── RECORDS PROVIDED ──

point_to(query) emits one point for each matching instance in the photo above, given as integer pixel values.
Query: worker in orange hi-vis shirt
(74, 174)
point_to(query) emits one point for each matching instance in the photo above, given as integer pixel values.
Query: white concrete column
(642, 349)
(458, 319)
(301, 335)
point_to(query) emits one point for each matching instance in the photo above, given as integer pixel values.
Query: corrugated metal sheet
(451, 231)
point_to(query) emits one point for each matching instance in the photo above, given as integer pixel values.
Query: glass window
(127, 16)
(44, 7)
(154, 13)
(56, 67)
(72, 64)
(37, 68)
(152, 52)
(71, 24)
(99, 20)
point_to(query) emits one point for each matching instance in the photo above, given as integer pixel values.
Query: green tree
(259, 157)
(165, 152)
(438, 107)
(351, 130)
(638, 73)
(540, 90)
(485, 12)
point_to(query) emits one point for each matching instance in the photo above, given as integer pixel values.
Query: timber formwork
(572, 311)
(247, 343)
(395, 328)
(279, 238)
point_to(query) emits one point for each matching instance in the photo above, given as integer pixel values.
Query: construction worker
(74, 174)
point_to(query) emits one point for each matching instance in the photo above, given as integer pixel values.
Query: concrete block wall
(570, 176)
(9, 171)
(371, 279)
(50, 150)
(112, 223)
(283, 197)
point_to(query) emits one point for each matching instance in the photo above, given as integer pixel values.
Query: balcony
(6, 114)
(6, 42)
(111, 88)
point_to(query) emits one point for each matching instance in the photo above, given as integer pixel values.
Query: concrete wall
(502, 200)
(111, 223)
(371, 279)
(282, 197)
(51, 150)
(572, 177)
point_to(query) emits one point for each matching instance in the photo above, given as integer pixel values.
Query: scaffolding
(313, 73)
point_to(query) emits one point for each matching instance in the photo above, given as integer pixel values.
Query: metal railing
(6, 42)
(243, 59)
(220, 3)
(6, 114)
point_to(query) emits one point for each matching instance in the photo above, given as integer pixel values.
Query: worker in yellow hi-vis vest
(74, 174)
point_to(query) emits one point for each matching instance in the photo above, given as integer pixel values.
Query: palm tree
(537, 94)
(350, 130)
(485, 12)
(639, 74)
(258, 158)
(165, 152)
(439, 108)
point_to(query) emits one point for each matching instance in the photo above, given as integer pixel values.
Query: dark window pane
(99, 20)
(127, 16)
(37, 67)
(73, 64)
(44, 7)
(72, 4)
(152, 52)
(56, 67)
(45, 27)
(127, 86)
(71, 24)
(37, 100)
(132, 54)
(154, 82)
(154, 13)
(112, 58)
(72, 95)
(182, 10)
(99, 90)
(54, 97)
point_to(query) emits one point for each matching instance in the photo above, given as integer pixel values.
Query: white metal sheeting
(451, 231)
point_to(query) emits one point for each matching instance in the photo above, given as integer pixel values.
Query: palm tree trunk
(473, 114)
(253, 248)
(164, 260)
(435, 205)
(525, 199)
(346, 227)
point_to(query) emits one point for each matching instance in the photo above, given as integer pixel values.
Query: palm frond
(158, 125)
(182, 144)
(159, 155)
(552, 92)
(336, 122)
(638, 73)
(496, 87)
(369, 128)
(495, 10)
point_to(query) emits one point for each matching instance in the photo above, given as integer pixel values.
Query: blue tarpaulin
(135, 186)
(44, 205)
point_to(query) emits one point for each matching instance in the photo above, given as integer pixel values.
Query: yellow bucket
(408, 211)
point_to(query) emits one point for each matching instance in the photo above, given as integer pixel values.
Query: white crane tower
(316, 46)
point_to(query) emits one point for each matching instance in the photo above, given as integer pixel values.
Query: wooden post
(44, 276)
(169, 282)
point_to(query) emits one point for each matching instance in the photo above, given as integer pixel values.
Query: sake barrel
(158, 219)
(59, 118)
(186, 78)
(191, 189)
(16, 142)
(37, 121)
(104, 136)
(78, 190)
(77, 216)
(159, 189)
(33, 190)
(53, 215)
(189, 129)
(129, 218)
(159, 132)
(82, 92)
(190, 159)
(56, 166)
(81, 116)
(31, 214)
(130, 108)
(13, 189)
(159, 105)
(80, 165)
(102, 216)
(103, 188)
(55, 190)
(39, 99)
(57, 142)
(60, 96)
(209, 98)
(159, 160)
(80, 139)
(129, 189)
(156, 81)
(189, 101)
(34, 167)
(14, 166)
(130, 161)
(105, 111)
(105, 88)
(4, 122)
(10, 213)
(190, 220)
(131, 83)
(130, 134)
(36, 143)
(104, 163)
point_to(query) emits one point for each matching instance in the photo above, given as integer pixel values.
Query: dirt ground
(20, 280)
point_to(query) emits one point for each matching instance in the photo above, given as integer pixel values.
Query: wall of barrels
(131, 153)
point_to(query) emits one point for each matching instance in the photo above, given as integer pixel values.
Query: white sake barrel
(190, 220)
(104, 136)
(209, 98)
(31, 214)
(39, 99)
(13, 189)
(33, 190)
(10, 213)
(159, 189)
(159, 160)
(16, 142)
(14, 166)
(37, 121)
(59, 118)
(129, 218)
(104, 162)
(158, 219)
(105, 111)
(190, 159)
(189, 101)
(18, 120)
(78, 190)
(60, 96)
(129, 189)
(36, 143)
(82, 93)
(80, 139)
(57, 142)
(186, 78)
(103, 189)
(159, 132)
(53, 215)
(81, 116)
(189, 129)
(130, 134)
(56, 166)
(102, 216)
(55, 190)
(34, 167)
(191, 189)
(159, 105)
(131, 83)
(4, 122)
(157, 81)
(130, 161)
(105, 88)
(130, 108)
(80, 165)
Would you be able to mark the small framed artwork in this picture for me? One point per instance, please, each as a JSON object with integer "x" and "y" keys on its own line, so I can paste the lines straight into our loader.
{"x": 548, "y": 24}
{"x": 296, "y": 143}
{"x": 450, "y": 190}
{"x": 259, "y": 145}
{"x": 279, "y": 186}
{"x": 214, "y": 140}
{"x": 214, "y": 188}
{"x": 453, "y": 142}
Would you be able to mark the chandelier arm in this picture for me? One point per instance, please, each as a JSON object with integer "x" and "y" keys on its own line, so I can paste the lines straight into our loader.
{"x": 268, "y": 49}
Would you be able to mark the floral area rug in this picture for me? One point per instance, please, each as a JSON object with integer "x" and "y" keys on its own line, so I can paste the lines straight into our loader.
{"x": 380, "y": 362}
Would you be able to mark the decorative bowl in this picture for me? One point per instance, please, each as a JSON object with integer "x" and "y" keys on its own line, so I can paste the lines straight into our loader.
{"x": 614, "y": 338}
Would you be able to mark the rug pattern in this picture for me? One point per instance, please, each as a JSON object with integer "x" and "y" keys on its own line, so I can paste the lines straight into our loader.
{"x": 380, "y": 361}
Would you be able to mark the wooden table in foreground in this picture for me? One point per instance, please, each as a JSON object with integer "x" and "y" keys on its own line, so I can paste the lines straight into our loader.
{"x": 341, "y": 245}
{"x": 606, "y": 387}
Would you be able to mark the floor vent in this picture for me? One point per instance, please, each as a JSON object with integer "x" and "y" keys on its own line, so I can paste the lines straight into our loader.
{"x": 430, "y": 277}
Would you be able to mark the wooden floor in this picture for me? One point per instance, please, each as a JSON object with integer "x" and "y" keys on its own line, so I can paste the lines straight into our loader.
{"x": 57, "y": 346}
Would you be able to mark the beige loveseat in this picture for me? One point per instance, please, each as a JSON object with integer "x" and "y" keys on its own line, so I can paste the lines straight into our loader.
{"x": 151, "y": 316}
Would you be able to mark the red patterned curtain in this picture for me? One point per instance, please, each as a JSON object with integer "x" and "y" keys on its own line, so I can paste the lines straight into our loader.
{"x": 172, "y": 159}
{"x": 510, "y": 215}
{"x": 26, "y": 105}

───
── RECORDS PROVIDED ──

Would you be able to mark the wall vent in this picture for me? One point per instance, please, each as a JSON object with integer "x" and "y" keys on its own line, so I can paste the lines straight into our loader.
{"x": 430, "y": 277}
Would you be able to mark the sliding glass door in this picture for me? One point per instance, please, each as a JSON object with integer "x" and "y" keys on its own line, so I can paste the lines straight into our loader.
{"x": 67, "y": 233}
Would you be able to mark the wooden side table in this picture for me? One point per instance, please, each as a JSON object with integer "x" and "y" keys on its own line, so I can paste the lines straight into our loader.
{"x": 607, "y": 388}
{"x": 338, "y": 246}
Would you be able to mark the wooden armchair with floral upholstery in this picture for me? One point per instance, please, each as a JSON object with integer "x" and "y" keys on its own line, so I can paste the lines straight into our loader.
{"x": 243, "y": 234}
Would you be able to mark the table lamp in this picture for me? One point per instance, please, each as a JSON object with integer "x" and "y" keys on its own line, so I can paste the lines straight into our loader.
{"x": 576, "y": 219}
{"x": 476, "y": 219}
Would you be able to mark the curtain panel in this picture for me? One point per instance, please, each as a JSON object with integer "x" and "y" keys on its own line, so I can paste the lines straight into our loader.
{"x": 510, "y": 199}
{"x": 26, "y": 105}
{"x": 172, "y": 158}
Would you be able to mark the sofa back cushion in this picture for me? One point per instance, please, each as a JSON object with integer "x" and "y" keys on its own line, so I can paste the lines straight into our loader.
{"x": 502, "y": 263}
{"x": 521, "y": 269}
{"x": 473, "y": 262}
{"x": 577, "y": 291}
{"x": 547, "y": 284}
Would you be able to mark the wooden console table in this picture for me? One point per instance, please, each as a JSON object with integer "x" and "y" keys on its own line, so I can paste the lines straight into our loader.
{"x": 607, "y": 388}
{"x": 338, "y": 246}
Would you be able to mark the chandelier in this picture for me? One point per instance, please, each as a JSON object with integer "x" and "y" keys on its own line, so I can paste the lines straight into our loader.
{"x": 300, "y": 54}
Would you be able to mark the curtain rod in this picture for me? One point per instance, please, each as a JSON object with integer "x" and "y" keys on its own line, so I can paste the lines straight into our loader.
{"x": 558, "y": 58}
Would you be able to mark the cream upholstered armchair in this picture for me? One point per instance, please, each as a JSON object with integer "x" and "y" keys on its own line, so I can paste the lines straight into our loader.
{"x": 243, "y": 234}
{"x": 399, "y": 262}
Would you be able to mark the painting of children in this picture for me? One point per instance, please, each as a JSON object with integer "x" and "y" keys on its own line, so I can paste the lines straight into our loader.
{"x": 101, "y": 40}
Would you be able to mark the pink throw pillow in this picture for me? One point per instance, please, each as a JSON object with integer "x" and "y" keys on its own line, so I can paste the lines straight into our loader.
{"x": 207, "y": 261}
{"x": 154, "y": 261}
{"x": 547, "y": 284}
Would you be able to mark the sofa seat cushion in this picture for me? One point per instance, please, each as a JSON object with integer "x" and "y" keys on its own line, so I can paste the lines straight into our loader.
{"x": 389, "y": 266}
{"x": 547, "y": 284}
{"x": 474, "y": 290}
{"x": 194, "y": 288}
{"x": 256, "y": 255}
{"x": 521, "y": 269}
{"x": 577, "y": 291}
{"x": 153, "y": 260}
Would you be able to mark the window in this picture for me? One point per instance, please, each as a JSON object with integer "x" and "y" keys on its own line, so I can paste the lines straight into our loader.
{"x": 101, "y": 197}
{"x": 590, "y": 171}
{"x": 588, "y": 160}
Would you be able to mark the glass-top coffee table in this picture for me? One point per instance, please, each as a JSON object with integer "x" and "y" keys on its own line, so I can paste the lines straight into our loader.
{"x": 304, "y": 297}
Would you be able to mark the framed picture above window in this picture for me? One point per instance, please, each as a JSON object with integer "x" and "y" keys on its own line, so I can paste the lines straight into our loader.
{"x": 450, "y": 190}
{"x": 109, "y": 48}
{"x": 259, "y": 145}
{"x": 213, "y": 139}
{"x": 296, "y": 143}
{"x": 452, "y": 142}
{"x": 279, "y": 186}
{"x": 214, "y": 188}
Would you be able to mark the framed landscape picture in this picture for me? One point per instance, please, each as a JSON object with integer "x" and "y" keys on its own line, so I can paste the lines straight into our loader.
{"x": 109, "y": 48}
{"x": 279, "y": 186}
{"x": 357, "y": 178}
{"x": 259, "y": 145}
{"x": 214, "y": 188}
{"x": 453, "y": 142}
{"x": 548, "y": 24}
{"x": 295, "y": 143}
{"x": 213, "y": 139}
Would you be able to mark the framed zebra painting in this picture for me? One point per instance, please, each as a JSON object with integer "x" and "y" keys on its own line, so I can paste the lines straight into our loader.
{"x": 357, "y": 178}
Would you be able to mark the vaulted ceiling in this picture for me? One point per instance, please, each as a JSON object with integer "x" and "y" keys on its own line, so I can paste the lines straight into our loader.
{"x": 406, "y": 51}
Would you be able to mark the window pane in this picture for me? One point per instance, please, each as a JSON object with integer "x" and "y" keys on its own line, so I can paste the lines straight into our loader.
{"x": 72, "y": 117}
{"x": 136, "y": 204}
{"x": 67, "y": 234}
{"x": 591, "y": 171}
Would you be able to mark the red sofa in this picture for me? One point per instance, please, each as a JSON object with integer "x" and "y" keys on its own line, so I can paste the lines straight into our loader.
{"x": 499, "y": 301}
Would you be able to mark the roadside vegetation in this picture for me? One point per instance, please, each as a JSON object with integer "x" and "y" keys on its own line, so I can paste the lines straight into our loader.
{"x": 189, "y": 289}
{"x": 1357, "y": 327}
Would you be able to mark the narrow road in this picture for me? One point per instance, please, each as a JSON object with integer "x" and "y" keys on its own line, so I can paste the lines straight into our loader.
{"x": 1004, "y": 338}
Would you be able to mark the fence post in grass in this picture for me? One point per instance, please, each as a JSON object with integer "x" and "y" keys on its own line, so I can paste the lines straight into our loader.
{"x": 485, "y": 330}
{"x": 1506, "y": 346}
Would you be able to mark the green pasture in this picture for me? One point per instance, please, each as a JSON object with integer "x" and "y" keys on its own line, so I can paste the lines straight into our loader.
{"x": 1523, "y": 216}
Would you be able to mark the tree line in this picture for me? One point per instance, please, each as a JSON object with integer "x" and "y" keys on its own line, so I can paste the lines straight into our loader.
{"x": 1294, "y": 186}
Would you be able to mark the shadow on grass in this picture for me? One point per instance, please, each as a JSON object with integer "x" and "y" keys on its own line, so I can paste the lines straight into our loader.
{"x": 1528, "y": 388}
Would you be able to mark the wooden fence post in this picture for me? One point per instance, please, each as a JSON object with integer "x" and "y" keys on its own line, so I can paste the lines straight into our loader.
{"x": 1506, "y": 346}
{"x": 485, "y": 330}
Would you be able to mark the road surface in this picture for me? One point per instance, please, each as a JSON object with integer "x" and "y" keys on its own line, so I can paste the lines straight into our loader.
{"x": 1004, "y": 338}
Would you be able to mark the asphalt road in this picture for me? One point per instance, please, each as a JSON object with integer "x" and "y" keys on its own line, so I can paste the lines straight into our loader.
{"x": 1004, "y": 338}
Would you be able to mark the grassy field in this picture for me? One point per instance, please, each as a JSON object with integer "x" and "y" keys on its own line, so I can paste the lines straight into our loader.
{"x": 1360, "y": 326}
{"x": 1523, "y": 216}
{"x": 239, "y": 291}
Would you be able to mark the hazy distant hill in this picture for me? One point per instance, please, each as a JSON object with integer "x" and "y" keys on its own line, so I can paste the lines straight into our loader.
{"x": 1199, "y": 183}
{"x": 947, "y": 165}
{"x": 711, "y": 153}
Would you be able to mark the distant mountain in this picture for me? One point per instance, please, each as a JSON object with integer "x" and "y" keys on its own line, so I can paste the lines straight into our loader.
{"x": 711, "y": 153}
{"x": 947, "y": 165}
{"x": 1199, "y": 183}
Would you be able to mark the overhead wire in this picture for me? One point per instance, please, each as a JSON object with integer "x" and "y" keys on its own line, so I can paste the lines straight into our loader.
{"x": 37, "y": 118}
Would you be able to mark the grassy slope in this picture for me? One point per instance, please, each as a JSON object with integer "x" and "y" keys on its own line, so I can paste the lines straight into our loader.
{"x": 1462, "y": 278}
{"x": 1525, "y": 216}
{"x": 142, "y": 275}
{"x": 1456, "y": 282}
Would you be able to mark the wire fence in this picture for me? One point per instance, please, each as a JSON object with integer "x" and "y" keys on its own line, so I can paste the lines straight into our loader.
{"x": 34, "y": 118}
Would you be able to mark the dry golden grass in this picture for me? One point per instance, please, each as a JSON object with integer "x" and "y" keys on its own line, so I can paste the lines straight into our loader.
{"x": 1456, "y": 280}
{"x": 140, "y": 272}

───

How many lines in the records above contain the string "fence"? Treat case as significant, and reply with the number alone.

3